**练习:** 在下面的列表里找出所有带“black”这个词的行，把这些行一字不差地抄出来。

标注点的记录
....................

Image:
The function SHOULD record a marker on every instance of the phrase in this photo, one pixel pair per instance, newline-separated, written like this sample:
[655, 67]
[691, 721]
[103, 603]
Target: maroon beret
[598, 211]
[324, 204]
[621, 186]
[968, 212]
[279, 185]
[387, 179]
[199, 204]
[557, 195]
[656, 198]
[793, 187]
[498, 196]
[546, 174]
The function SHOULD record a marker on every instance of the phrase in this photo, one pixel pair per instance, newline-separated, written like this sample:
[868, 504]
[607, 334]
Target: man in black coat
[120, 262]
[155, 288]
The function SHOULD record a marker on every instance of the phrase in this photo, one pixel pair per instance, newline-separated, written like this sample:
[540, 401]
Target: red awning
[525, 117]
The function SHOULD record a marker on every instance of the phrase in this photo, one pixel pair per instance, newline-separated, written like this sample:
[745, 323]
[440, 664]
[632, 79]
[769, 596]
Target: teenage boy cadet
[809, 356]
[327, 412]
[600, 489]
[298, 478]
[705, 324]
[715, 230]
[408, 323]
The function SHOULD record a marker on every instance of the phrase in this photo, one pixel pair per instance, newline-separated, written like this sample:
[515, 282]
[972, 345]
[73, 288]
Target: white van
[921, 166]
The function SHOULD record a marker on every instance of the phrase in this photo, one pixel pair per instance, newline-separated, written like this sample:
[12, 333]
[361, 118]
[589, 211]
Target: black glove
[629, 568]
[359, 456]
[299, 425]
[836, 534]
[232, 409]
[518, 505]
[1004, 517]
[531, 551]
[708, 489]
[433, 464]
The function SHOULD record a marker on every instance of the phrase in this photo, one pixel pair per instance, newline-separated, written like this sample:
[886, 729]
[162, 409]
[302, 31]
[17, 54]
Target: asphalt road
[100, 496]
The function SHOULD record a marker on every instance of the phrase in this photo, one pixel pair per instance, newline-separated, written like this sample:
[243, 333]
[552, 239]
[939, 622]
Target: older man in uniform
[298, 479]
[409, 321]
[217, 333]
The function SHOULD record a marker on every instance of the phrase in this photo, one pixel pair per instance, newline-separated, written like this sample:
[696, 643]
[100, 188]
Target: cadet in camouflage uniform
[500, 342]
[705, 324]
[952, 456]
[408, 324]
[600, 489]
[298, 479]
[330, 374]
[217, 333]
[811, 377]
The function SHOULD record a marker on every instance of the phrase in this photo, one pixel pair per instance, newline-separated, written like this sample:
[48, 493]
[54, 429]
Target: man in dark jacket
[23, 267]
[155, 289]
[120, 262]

....................

**完整答案:**
Target: man in black coat
Target: black glove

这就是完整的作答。